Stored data
════════════════════
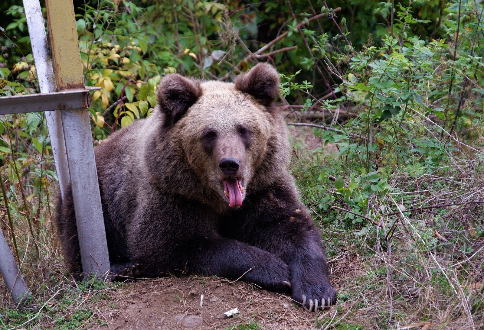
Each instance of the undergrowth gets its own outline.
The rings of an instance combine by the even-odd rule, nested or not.
[[[268,61],[339,291],[313,327],[484,327],[484,7],[333,2],[87,1],[76,19],[86,84],[101,88],[93,141],[150,116],[166,74],[230,81]],[[0,95],[36,92],[23,8],[3,15]],[[109,323],[110,297],[130,285],[64,269],[45,115],[4,116],[0,133],[0,225],[33,297],[16,309],[0,282],[0,326]],[[233,329],[259,329],[245,321]]]

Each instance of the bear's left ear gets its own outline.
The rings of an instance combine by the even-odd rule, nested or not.
[[[178,74],[167,75],[158,88],[158,102],[165,113],[165,125],[176,122],[202,95],[197,80],[185,78]]]
[[[274,102],[279,92],[279,74],[270,64],[259,63],[247,73],[235,78],[235,89],[267,106]]]

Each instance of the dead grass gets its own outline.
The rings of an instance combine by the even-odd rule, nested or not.
[[[309,313],[288,297],[213,277],[76,284],[62,267],[50,222],[38,228],[39,262],[18,213],[14,221],[21,270],[37,307],[16,310],[0,281],[0,328],[177,329],[183,328],[175,319],[179,315],[201,317],[198,329],[484,328],[484,217],[483,204],[475,203],[484,201],[484,165],[478,156],[461,154],[430,172],[416,167],[392,173],[388,183],[395,189],[368,205],[372,222],[350,225],[346,211],[318,207],[321,194],[334,188],[330,183],[320,190],[314,178],[322,164],[334,165],[337,157],[328,154],[337,149],[325,149],[318,158],[312,151],[324,148],[321,140],[308,136],[308,129],[291,132],[294,174],[321,225],[339,291],[336,306]],[[400,205],[413,210],[401,212]],[[48,219],[47,206],[41,214]],[[223,317],[233,308],[239,315]]]

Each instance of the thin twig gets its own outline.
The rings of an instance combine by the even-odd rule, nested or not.
[[[338,130],[336,128],[333,128],[333,127],[329,127],[327,126],[323,125],[317,125],[316,124],[312,124],[308,122],[287,122],[286,123],[286,124],[289,126],[307,126],[311,127],[316,127],[316,128],[320,128],[323,130],[328,130],[328,131],[333,131],[333,132],[337,132],[338,133],[342,133],[343,134],[346,134],[346,132],[342,130]],[[349,135],[353,137],[357,137],[359,139],[364,140],[365,141],[366,141],[368,139],[365,136],[362,136],[361,135],[358,135],[358,134],[355,134],[354,133],[349,133]]]
[[[8,225],[10,227],[10,233],[12,235],[12,240],[14,241],[14,247],[15,248],[15,256],[16,257],[17,263],[20,261],[20,257],[18,256],[18,248],[17,247],[17,240],[15,237],[15,231],[14,230],[14,224],[12,221],[12,215],[10,214],[10,203],[7,197],[7,194],[5,192],[5,187],[3,186],[3,178],[0,174],[0,184],[1,185],[1,192],[3,195],[3,203],[5,204],[5,208],[7,211],[7,216],[8,217]]]
[[[240,276],[240,277],[239,277],[239,278],[238,278],[237,280],[236,280],[235,281],[229,281],[228,283],[235,283],[235,282],[236,282],[237,281],[239,281],[240,279],[241,279],[241,278],[242,278],[242,277],[243,277],[243,276],[244,276],[244,275],[245,275],[246,274],[247,274],[248,272],[249,272],[249,271],[250,271],[251,270],[253,270],[255,268],[256,268],[255,266],[254,266],[254,267],[251,268],[250,269],[249,269],[248,270],[247,270],[247,271],[246,271],[245,272],[244,272],[243,274],[242,274],[242,275],[241,275]]]
[[[354,214],[355,215],[357,215],[359,217],[361,217],[362,218],[363,218],[363,219],[365,219],[366,220],[368,220],[368,221],[371,222],[374,225],[379,225],[379,224],[378,224],[378,222],[377,222],[375,220],[374,220],[373,219],[370,219],[368,217],[365,217],[365,216],[363,215],[363,214],[360,214],[359,213],[357,213],[356,212],[353,212],[353,211],[350,211],[349,210],[345,210],[344,209],[343,209],[342,208],[340,208],[340,207],[339,207],[338,206],[336,206],[335,205],[333,205],[333,206],[332,206],[331,208],[332,209],[336,209],[336,210],[339,210],[340,211],[344,211],[345,212],[348,212],[348,213],[350,213],[352,214]]]
[[[398,212],[393,212],[393,213],[389,213],[388,214],[383,214],[382,216],[388,217],[391,215],[395,215],[395,214],[400,214],[401,212],[412,212],[413,211],[417,211],[421,210],[427,210],[428,209],[439,209],[440,208],[445,207],[446,206],[454,206],[455,205],[464,205],[465,204],[484,204],[484,201],[472,201],[470,202],[466,202],[464,203],[453,203],[452,204],[439,204],[438,205],[424,206],[422,208],[414,208],[413,209],[410,209],[409,210],[405,210],[398,211]]]

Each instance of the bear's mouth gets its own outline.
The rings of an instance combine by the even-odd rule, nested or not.
[[[224,180],[224,194],[231,208],[242,206],[243,192],[242,179],[231,177]]]

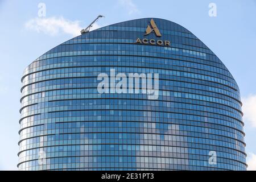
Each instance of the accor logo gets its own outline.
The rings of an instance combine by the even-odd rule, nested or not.
[[[147,28],[146,28],[146,34],[144,35],[148,35],[152,32],[155,33],[156,36],[162,36],[162,34],[154,21],[154,19],[151,19],[150,24],[148,24]],[[170,46],[171,44],[171,42],[169,40],[162,40],[160,39],[155,40],[154,39],[148,39],[147,38],[140,39],[139,38],[136,40],[136,43],[164,46]]]

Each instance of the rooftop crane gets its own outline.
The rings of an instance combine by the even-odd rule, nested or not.
[[[85,28],[85,29],[82,29],[82,30],[81,31],[81,34],[84,34],[84,33],[86,33],[86,32],[89,32],[89,31],[90,31],[90,27],[92,27],[92,26],[93,26],[93,23],[94,23],[95,22],[96,22],[97,20],[100,18],[102,18],[102,17],[104,17],[104,16],[102,16],[102,15],[98,15],[98,16],[93,20],[93,22],[92,22],[92,23],[90,23],[90,24],[89,25],[89,26],[88,26],[88,27],[87,27],[86,28]]]

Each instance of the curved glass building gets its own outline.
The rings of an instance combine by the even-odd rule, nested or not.
[[[237,84],[174,22],[82,34],[22,82],[20,170],[246,169]]]

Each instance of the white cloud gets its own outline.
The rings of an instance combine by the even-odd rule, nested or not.
[[[120,4],[127,10],[129,14],[140,13],[137,6],[132,0],[118,0],[118,1]]]
[[[256,127],[256,95],[250,95],[242,98],[243,120],[252,127]]]
[[[248,171],[256,171],[256,155],[253,153],[249,153],[247,164]]]
[[[25,23],[25,27],[29,30],[35,30],[38,32],[42,32],[51,36],[64,32],[76,36],[80,35],[80,31],[82,29],[80,23],[79,21],[71,21],[62,16],[37,17],[28,20]]]

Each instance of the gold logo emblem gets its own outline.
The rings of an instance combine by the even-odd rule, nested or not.
[[[160,33],[159,30],[156,26],[156,24],[155,24],[153,19],[151,19],[151,20],[150,20],[150,26],[149,24],[147,25],[147,27],[146,29],[146,34],[144,35],[148,35],[151,32],[154,31],[157,36],[162,36],[161,34]]]

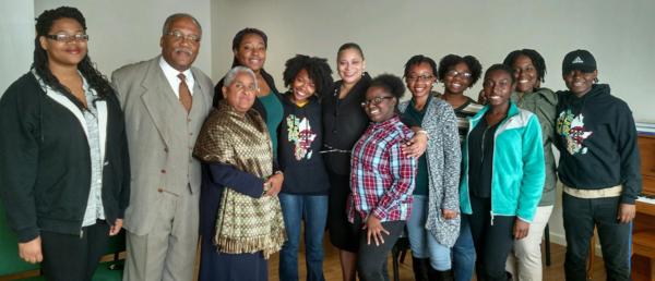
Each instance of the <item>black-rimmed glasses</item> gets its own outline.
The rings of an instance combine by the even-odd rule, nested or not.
════════════════════
▸ **The exercise**
Arrange the lines running from the one containing "Each instance of the curved" through the one containing "[[[237,84],[174,22],[82,34],[22,82],[20,170],[246,169]]]", both included, as a Markdown table with the columns Row and Line. Number each row and omit blank lines.

▸ **Exercise solution**
| Row | Line |
|---|---|
| 1 | Each instance of the curved glass building gets its own outline. |
| 2 | The rings of an instance combine by the even-odd rule, nested or not. |
| 3 | [[[237,84],[174,22],[82,34],[22,82],[20,170],[246,169]]] |